▶ **GOAL OF THE EXERCISE**
Edit the rows from the start through the line containing "0,0,450,230" so that "Example line" reads "Sample line" everywhere, and give those lines again with nothing else altered.

......

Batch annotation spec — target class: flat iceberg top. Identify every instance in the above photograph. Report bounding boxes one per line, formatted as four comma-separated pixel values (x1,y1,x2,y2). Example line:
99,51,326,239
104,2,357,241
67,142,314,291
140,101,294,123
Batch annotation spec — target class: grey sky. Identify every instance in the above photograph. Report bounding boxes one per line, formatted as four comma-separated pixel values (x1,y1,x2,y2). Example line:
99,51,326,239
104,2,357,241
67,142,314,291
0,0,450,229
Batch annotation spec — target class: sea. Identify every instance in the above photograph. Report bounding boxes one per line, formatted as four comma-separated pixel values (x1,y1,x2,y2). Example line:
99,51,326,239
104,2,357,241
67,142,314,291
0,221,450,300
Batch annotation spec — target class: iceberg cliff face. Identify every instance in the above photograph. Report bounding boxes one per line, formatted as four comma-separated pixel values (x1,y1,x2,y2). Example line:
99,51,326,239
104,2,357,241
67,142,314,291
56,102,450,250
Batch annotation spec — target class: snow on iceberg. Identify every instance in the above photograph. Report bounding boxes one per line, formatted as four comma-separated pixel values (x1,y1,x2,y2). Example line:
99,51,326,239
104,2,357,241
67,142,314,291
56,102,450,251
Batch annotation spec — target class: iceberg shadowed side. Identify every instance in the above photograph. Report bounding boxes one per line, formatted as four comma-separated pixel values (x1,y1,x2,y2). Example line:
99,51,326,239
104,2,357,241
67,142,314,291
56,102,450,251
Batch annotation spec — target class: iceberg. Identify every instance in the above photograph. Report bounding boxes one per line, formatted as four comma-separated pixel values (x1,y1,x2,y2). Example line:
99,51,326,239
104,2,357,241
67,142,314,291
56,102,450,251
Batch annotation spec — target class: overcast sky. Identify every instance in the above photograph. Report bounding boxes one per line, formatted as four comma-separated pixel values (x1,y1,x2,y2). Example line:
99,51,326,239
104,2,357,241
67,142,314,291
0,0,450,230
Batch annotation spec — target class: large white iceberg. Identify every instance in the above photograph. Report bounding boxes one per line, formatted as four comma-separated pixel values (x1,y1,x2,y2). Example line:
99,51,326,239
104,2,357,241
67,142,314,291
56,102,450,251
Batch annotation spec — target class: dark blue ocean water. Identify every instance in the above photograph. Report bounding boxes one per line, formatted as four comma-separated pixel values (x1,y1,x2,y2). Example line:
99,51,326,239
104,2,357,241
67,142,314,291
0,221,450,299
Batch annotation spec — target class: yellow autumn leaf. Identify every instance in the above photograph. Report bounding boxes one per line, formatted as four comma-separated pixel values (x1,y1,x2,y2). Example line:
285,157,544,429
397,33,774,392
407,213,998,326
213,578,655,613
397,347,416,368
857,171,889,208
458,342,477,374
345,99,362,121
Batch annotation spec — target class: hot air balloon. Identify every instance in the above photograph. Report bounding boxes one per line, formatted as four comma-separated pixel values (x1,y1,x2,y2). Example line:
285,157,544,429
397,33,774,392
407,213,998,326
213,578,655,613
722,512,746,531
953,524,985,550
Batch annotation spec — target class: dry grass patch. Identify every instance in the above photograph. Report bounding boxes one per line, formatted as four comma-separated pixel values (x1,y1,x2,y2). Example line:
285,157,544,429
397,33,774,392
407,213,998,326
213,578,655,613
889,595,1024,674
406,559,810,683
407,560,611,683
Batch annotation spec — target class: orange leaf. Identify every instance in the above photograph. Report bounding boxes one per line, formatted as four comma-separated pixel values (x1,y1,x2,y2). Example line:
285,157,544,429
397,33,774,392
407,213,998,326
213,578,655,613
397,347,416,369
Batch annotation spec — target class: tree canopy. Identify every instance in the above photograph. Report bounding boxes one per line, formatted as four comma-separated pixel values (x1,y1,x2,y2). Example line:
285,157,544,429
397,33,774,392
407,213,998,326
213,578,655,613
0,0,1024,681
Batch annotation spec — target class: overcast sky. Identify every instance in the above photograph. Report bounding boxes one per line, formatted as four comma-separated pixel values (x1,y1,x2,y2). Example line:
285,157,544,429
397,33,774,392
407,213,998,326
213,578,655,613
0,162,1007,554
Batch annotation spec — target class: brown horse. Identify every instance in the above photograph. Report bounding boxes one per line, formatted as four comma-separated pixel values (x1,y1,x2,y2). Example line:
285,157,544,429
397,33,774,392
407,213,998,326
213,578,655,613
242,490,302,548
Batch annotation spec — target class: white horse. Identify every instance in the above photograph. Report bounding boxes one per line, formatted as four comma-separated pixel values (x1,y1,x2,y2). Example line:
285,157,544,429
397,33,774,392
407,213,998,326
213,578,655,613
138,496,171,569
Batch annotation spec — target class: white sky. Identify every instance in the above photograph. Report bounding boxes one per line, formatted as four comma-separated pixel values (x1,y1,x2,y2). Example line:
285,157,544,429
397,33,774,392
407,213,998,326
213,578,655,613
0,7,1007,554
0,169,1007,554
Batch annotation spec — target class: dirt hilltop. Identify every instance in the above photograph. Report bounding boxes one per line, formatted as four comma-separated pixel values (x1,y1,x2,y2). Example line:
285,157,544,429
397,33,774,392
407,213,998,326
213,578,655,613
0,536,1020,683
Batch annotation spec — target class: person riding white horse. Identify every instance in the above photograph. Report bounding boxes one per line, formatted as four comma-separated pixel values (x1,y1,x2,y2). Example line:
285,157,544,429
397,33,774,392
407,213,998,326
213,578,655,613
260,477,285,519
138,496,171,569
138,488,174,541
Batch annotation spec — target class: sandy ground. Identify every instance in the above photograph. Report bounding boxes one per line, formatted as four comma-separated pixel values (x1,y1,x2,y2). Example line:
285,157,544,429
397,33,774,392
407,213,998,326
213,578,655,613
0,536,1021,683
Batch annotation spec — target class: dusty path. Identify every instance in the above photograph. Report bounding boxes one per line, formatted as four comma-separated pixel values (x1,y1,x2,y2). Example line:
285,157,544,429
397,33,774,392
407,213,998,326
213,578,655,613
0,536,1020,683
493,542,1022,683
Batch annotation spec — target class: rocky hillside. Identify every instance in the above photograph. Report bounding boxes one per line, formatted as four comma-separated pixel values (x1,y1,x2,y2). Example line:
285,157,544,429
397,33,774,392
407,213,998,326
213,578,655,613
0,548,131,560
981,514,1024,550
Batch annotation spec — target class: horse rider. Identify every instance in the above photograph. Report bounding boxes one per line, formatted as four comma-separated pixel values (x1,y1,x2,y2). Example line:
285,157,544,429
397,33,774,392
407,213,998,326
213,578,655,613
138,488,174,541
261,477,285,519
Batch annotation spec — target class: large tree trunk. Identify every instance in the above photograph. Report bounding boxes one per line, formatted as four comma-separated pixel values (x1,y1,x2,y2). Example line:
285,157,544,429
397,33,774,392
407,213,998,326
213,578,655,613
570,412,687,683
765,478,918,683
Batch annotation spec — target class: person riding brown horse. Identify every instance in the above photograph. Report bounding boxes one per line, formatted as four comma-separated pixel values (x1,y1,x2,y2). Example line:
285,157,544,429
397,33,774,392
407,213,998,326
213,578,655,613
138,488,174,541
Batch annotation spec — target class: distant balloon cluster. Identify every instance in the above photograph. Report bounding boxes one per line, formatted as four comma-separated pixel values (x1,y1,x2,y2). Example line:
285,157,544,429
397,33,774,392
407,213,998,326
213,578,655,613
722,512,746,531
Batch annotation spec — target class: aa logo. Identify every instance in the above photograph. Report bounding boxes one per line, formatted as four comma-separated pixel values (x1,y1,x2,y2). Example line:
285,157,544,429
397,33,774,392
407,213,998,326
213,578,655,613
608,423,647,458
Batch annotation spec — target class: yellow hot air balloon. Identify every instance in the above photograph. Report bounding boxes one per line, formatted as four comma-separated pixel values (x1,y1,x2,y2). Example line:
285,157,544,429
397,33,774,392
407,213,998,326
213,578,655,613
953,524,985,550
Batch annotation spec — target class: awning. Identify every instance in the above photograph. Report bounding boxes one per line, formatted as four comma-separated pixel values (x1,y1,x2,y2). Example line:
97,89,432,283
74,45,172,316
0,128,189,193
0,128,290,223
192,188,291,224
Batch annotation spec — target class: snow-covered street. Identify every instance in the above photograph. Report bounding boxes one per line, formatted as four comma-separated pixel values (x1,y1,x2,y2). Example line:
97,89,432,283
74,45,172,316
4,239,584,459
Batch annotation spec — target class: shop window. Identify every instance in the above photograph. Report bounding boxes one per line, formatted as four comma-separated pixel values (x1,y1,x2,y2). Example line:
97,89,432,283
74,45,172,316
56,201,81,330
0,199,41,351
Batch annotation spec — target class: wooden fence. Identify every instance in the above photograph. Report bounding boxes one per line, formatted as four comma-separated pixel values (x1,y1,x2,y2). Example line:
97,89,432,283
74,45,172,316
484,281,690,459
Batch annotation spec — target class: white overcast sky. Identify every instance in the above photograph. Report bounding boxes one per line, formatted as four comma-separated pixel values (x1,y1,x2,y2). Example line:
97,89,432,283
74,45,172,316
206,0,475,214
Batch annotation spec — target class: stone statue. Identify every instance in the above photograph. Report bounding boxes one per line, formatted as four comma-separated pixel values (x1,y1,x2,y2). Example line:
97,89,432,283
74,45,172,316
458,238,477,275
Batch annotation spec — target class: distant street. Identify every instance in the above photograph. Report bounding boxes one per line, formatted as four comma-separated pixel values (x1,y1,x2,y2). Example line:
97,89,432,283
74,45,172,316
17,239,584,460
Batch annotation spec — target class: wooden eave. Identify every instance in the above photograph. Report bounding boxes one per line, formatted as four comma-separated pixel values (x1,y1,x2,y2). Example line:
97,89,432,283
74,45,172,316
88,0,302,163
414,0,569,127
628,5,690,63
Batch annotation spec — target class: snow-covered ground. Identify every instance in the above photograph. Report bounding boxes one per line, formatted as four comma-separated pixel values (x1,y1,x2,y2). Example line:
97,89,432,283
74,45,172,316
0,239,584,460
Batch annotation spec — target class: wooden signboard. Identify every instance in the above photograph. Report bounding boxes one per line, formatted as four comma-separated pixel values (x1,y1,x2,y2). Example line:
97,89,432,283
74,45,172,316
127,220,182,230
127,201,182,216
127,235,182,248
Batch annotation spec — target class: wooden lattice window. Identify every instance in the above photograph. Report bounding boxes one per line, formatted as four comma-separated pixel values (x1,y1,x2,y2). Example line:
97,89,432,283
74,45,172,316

......

▶ **FINISHED TASK**
Batch annotation spec — target class: flat iceberg top. Identify every instance in the above photograph. Report bounding boxes one per line, formatted as four comma-separated pixel values (x1,y1,x2,y2). Sample line:
99,51,326,239
104,2,357,241
67,142,314,291
140,101,294,123
Batch annotation spec — target class: grey sky. Identify every instance in the above photograph. Report bounding boxes one per line, formatted as four comma-separated pixel values (x1,y1,x2,y2). Sample line:
99,51,326,239
104,2,357,241
67,142,314,291
0,0,450,229
Batch annotation spec — target class: sea. Identify every instance in the above photograph. Report bounding boxes one per line, formatted as four comma-separated pixel values (x1,y1,x2,y2). Sample line:
99,51,326,239
104,2,357,241
67,142,314,291
0,221,450,300
Batch annotation spec — target class: iceberg cliff face. Identify every instance in the above photograph. Report bounding boxes one per line, formatted as four comma-separated pixel values (x1,y1,x2,y2). Sample line:
99,51,326,239
104,2,357,241
67,142,314,291
56,102,450,250
Batch annotation spec — target class: snow on iceberg. Identify every instance in the above photograph. Report bounding boxes one per line, formatted as four comma-separated pixel values (x1,y1,x2,y2). Sample line:
99,51,326,239
104,2,357,241
67,142,314,291
56,102,450,251
Batch annotation spec — target class: iceberg shadowed side. Identify every instance in the above photograph. Report bounding boxes one per line, formatted as four comma-separated pixel values (x1,y1,x2,y2). Sample line:
99,51,326,239
104,2,357,241
67,142,314,291
56,102,450,251
Batch annotation spec — target class: iceberg. Identify every instance in the above photograph. Report bounding boxes one per line, formatted as four comma-separated pixel values (x1,y1,x2,y2). Sample line:
99,51,326,239
104,2,357,241
67,142,314,291
56,102,450,251
Batch annotation spec — target class: overcast sky. Identify every instance in the above photograph. Report bounding boxes one per line, formatted as four comma-separated pixel values (x1,y1,x2,y2). Sample line:
99,51,326,239
104,2,357,241
67,142,314,291
0,0,450,230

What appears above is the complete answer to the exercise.